======== TEXTO FORNECIDO

Conversando com a minha mãe ao telefone essa semana, contando algumas das coisas que aconteceram comigo no último mês, ela compartilha sentir que estou me tornando cada vez mais eu mesma. Ela consegue verbalizar com tanta naturalidade que me assusta, já que levei um tempo para perceber e contar isso para o meu terapeuta. No momento que minha mãe traz a sua leitura da situação, eu viajo direto para minha infância, tentando resgatar nela sinais que justifiquem as atitudes que deram as caras novamente depois dos meus 30 anos.
Sempre ouvi que o passado é um lugar de visita, não de morada. Ele funciona como um destino temporário, em que encontramos pedaços de nós mesmos que ficaram pelo caminho conforme vamos nos submetendo às pressões sociais, ao capitalismo, à vontade de agradar o outro, para podermos analisar melhor cada atitude e ter pistas de onde elas surgiram. Para mim, creio que o passado seja um lugar de consulta. Vez ou outra, volto a ele pra ver se o caminho que decido tomar faz sentido na minha história e em quem eu sou. Não que não possamos mudar completamente nossos objetivos e prioridades ao longo dos anos — ainda bem temos a capacidade de mudar de ideia e sou grata por não ter seguido algumas das minhas vontades de criança —, mas grande parte da nossa formação como seres humanos se dá na nossa infância. Ali já damos pequenos indícios de que tipo de adulto podemos nos tornar, especialmente em relação à constituição da nossa personalidade e do delineamento das nossas paixões.
Nessa breve viagem ao passado, percebo que todas as coisas que gostava durante a infância foram dando lugar a uma extrema necessidade de me adequar às condutas sociais. Fujo das coisas que amo e que me fazem feliz pra agradar os outros e, tristemente, percebo hoje que tinha uma convicção doentia de que os “meninos” não iriam gostar de mim se eu fosse quem era. E aqui insiro uma observação: o termo “meninos” foi começando a abranger cada vez mais pessoas conforme fui avançando nas etapas da vida. “Meninos” também passaram a se referir aos meus colegas de escola, de faculdade, professores, colegas de trabalho, chefes, amigos dos meus namorados. De várias maneiras, cerceei quem eu era pra poder me sentir parte de grupos que imaginava dever pertencer. É curioso. Não que eu quisesse muito fazer parte desses grupos, eu só achava que deveria pertencer a eles. As paixões que me acolhiam quando criança se tornaram motivo de vergonha da minha adolescência em diante — adolescência essa que é uma grande maçaroca de desespero, sofrimento e caos que não sinto nem um pouco de saudade.

================
======== DADOS

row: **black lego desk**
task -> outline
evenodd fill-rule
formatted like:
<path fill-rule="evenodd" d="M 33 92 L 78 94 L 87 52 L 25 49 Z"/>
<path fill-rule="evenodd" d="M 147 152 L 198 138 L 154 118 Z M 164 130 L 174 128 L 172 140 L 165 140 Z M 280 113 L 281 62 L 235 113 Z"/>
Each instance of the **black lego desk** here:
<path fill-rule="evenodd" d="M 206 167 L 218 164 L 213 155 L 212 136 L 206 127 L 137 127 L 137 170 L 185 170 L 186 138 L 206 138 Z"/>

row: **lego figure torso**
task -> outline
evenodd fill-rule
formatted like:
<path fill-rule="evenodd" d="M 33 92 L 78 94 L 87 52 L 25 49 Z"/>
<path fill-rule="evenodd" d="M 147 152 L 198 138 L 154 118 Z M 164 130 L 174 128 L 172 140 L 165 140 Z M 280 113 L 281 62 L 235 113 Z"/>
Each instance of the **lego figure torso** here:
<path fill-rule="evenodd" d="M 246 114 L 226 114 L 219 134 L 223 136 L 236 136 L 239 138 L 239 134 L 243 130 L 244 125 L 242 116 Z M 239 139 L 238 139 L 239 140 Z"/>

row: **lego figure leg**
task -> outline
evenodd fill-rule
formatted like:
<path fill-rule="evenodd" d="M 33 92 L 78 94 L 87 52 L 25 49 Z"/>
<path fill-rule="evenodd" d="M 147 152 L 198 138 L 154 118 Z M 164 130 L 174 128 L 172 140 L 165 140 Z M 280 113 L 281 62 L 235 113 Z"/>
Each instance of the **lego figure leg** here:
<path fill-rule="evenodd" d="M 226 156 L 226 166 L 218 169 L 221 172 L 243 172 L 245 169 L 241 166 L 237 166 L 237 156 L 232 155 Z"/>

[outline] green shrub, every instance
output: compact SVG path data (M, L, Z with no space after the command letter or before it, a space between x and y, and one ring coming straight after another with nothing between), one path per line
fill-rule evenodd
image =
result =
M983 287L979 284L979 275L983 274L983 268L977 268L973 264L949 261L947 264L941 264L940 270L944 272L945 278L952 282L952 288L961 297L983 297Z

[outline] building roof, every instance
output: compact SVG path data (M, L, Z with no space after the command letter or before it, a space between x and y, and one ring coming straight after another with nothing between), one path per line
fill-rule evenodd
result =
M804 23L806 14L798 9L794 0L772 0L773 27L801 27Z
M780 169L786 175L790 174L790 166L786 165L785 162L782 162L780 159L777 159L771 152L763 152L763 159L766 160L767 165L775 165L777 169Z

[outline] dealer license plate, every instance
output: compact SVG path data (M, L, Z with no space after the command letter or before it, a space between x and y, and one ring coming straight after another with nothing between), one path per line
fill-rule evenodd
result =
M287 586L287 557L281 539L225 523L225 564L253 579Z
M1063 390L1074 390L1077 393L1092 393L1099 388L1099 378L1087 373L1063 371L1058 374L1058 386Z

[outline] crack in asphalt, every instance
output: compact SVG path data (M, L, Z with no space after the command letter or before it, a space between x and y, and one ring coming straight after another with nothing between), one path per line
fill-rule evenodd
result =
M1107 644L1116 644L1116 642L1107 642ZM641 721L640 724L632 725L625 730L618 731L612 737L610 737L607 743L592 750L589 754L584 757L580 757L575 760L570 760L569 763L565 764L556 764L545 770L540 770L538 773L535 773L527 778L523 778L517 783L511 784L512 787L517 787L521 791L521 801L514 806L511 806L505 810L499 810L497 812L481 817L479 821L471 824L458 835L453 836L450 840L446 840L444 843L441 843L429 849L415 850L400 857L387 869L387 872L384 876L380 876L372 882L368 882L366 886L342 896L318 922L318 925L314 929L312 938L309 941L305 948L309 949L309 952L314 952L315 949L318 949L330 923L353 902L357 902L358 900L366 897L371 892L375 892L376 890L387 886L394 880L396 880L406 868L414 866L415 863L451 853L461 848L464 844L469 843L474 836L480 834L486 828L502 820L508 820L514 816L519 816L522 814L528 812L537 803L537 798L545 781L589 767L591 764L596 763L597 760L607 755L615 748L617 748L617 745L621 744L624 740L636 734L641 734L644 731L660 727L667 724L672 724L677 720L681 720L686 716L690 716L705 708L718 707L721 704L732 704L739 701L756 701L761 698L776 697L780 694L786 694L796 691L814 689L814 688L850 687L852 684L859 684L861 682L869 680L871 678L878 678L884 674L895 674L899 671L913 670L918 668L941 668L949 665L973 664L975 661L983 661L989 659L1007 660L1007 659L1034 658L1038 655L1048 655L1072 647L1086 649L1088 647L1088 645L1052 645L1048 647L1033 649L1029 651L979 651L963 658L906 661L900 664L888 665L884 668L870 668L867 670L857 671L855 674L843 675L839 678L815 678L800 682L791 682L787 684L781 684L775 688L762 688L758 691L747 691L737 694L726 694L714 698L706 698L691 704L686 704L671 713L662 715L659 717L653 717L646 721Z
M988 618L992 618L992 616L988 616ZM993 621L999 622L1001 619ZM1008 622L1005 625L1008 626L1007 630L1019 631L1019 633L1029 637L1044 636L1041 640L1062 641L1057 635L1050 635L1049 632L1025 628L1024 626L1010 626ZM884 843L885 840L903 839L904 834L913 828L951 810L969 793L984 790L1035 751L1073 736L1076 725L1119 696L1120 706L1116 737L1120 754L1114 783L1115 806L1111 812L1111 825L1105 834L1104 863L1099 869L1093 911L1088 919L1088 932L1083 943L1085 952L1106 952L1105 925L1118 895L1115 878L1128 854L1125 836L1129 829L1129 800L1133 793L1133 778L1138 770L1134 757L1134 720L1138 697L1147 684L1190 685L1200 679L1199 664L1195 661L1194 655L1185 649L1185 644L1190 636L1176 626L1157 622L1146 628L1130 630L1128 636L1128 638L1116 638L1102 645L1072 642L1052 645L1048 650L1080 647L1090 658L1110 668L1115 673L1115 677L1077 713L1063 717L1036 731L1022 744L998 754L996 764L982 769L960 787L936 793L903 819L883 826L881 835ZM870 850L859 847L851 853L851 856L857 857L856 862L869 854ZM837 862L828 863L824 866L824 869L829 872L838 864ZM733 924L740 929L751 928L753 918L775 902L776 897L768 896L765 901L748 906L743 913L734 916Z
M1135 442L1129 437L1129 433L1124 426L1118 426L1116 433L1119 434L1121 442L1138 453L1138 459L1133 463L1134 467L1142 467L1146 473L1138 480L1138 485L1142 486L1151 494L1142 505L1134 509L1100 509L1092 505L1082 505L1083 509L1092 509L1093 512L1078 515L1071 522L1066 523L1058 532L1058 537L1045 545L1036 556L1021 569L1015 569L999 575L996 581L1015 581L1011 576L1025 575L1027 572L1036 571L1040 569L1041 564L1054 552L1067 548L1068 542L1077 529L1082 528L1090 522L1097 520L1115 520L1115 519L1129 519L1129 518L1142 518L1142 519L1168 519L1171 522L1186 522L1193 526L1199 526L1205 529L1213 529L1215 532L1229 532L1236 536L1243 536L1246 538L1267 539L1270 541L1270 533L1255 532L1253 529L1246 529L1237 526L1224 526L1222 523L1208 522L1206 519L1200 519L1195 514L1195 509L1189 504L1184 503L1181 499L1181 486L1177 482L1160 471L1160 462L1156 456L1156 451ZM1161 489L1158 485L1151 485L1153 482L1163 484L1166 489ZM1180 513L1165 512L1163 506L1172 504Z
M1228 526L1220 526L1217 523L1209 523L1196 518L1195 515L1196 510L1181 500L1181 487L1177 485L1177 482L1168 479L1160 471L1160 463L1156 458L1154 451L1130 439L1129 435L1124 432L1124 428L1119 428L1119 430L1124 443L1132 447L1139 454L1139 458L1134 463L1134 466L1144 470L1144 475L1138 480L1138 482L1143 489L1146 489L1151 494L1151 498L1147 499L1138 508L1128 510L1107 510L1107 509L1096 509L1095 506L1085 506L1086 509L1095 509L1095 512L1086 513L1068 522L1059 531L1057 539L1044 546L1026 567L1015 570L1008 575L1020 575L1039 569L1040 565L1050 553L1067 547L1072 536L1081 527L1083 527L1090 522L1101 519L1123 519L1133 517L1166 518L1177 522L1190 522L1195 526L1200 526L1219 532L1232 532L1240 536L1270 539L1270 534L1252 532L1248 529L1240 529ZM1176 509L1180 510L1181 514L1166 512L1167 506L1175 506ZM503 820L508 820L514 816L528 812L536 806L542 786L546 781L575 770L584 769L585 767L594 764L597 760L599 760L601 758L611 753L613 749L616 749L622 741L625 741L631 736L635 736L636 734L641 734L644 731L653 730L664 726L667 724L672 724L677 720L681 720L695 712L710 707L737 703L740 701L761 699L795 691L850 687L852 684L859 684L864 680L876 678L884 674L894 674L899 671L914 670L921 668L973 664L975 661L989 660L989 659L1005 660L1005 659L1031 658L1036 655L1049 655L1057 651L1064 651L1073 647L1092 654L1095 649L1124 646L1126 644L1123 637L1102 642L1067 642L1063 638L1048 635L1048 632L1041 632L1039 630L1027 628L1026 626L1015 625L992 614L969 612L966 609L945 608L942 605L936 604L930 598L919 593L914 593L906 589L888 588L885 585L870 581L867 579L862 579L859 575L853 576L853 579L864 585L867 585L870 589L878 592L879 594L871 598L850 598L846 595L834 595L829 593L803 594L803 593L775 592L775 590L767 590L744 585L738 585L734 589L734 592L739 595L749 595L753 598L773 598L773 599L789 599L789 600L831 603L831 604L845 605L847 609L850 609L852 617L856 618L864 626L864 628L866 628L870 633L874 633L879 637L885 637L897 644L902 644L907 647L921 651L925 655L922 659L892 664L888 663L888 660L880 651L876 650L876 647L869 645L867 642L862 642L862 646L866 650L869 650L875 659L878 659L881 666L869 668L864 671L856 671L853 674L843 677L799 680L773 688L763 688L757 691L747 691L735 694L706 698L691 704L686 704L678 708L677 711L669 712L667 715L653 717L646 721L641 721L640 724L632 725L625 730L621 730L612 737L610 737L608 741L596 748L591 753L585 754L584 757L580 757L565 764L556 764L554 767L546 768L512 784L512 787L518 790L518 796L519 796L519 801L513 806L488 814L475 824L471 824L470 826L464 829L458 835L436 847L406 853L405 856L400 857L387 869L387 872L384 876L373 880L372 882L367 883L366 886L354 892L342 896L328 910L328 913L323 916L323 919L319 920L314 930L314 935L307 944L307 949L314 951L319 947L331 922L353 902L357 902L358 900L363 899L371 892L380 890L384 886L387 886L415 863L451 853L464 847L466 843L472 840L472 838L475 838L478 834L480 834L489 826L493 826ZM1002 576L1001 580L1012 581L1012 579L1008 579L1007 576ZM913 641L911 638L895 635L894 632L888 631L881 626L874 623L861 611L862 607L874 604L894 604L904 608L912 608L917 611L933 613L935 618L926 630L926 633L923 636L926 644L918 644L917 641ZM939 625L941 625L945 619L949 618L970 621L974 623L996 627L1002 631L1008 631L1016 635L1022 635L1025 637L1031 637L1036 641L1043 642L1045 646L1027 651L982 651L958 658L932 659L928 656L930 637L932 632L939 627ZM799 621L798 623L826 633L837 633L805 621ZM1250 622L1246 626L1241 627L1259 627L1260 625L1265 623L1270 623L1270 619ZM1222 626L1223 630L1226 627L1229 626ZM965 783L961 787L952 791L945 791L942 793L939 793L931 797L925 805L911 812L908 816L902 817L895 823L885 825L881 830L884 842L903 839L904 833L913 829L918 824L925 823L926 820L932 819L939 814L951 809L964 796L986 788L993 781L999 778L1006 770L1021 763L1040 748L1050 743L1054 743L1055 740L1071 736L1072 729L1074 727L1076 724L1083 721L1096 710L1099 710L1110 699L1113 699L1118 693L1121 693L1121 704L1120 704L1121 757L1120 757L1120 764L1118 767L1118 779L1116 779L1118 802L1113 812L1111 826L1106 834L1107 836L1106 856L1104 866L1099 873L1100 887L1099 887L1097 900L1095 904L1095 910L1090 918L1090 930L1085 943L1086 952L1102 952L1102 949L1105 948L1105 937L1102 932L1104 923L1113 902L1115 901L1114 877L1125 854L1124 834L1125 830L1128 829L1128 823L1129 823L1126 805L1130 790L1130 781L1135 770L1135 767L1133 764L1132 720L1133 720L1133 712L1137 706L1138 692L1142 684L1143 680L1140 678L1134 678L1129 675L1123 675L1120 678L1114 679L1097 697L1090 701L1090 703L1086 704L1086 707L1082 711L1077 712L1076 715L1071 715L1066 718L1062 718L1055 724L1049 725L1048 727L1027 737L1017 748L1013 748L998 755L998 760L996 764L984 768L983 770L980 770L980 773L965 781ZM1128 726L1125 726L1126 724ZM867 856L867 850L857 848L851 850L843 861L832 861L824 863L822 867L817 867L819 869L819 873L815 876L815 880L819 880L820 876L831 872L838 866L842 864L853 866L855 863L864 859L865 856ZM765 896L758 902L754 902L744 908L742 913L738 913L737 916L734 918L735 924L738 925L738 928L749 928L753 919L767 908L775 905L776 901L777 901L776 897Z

================

_TRABALHO SOLICITADO:_ Prossiga a redação do texto fornecido, sobre a infância e o reencontro consigo mesma, a partir do ponto em que ele termina. Os registros não têm qualquer relevância para esta atividade.

_RESPOSTA:_
Nos meus pensamentos, um letreiro em neon quase me cegava avisando que era errado gostar de animes. Que era errado ficar muito tempo no computador. Que gostar de videogame era coisa de menino. Que era errado encher meu espaço com coisas fofas. Que era errado gostar de rosa porque rosa era cor de gente fraca. Que era errado colocar o meu bem-estar na frente do bem-estar do outro. E eu poderia colocar uma lista sem fim que iria de coisas menos relevantes até as mais importantes que me trouxeram no ponto que estou hoje. Uma pergunta que, hora ou outra, aparece é “quem eu seria se não tivesse sido tão cruel comigo mesma?”. Ela é impossível de responder, porque se baseia em suposições e apostas, e não no cenário concreto. Mas eu tenho a impressão de que sempre nos colocamos nessa posição de fazermos os questionamentos mais absurdos de forma que cheguemos em algum lugar com isso, mesmo que esse lugar não seja a resposta definitiva.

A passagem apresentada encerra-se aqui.